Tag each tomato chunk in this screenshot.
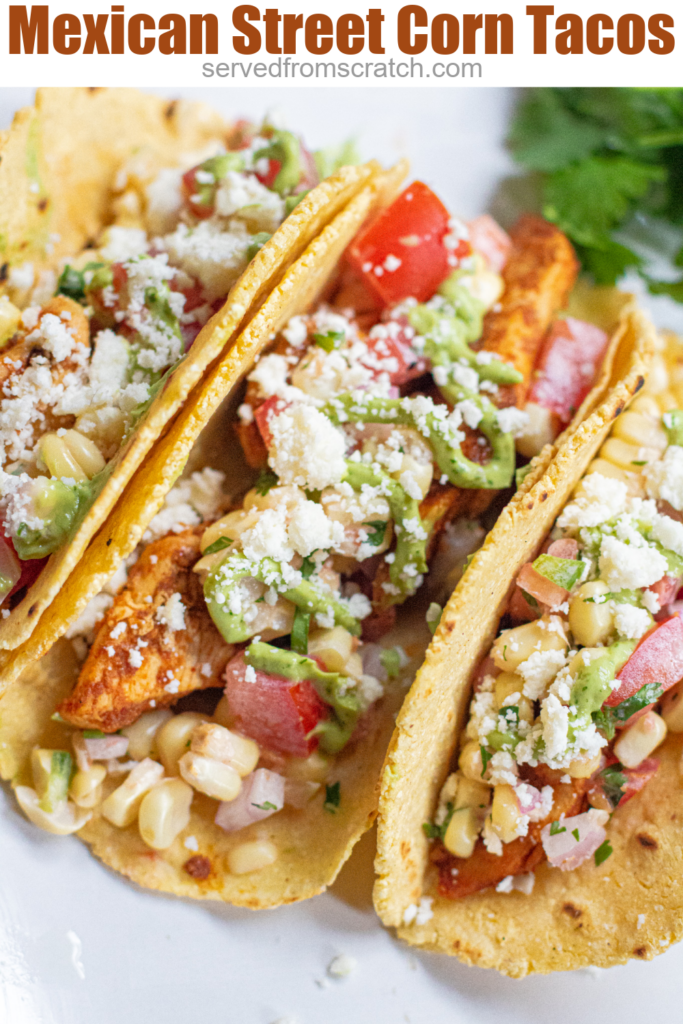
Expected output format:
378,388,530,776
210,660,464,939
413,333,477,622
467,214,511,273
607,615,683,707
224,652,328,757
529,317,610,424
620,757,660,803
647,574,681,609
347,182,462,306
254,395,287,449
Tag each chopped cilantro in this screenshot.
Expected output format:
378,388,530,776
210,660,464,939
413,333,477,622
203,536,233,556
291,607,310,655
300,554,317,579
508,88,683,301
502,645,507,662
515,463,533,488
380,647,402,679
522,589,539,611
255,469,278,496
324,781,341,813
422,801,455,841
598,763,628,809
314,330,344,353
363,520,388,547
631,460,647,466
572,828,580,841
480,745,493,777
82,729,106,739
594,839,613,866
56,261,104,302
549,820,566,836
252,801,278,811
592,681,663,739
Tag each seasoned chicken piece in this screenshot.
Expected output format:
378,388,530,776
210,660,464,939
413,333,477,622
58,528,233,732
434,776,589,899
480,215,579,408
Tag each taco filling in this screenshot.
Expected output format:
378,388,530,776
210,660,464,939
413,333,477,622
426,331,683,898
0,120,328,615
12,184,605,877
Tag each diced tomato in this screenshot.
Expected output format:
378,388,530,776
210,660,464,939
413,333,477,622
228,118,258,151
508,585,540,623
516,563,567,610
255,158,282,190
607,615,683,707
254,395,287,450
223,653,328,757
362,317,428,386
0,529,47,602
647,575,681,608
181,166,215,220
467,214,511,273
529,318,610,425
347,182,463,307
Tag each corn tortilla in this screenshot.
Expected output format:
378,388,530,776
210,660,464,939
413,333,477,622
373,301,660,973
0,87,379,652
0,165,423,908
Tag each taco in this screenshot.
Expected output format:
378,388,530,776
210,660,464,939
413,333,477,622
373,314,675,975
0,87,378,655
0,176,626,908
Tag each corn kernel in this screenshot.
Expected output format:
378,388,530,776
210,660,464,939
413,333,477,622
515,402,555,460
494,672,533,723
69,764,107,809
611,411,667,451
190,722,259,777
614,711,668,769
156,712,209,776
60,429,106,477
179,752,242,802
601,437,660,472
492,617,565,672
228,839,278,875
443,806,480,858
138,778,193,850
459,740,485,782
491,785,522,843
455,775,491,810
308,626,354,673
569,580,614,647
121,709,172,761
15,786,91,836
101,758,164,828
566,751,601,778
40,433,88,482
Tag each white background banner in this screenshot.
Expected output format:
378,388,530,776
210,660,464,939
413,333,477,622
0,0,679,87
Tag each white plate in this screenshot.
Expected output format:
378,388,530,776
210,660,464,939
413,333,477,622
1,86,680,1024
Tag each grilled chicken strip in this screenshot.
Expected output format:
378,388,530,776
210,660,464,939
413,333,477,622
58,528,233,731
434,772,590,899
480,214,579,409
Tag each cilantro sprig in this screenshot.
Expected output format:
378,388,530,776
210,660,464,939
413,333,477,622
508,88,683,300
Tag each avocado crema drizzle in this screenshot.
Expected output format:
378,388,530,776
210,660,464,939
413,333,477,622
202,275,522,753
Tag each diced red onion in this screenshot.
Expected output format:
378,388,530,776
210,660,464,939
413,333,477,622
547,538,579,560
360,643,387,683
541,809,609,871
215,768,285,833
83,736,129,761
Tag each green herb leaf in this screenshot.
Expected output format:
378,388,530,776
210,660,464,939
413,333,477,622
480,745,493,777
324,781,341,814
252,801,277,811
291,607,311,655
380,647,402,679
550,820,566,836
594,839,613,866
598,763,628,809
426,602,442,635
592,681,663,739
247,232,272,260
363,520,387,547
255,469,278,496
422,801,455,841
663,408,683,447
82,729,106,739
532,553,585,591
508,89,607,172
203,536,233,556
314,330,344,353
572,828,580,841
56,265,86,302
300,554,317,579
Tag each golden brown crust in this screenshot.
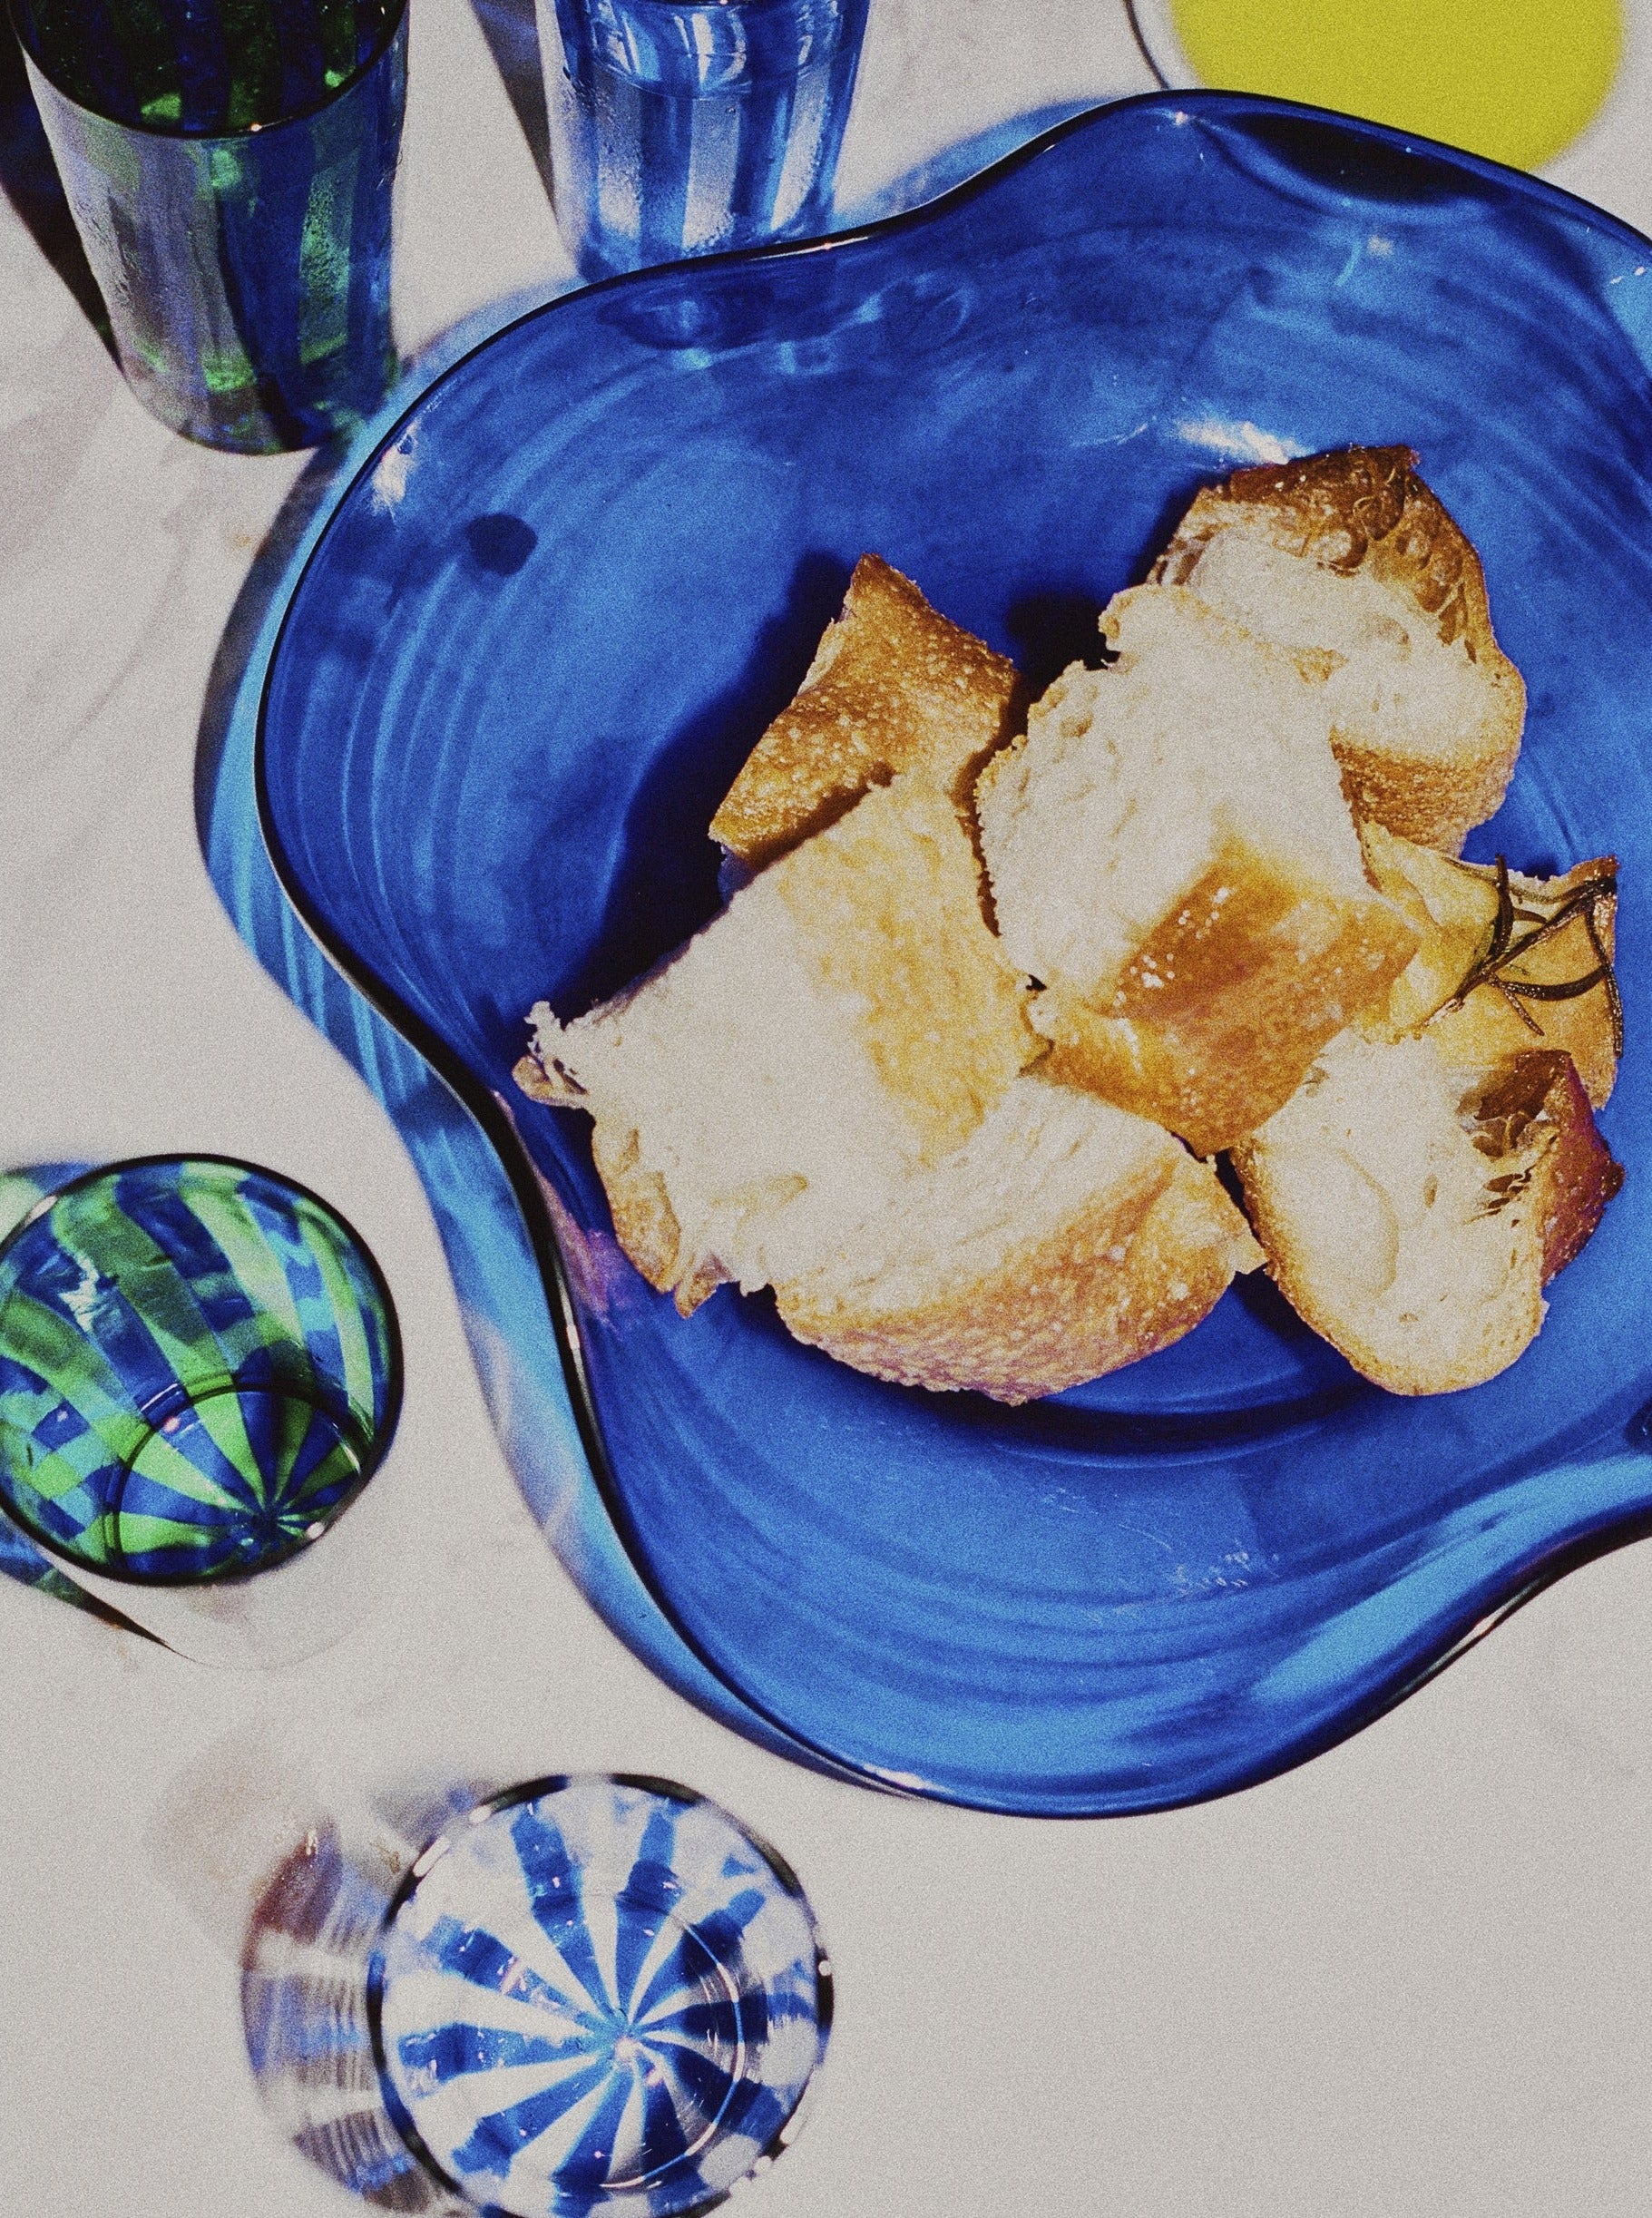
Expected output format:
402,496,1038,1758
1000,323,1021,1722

TASK INSTRUCTIONS: Tally the lines that hold the word "taco" in the listing, and give the tally with nothing else.

SOLVED EXERCISE: 2